→ TASK DETAILS:
From the data that follows, copy every line with the string "wing".
-- Opening Marker --
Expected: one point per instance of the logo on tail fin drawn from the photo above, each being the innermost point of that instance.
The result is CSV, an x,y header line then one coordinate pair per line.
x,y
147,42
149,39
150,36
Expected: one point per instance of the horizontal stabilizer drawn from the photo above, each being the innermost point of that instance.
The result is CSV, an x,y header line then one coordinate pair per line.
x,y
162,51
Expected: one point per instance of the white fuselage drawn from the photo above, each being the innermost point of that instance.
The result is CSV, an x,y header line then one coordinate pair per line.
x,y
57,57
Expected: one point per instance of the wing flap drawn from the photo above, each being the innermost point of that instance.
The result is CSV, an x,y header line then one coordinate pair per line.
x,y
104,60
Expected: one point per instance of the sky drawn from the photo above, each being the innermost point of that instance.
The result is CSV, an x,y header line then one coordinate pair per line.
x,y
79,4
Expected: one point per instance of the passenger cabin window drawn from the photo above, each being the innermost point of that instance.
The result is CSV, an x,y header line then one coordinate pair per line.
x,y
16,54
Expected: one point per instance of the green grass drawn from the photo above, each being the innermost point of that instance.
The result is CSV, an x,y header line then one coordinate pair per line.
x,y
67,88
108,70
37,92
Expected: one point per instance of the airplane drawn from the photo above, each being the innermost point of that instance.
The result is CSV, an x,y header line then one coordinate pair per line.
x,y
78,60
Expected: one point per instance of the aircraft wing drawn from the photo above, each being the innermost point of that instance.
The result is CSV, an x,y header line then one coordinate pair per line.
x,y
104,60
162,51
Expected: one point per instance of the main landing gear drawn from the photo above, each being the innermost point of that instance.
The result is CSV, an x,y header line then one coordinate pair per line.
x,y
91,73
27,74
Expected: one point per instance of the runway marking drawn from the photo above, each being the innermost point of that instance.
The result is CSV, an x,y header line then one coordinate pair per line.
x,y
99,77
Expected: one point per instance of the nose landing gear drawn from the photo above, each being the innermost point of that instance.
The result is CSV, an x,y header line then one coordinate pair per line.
-- Closing Marker --
→ WRITTEN SOLUTION:
Expected: one point per instance of the wing flap drawn from the photo above, each being the innermost point of that instance.
Expected: one point per instance of the aircraft wing drawn from the photo above, each being the innermost point of that instance.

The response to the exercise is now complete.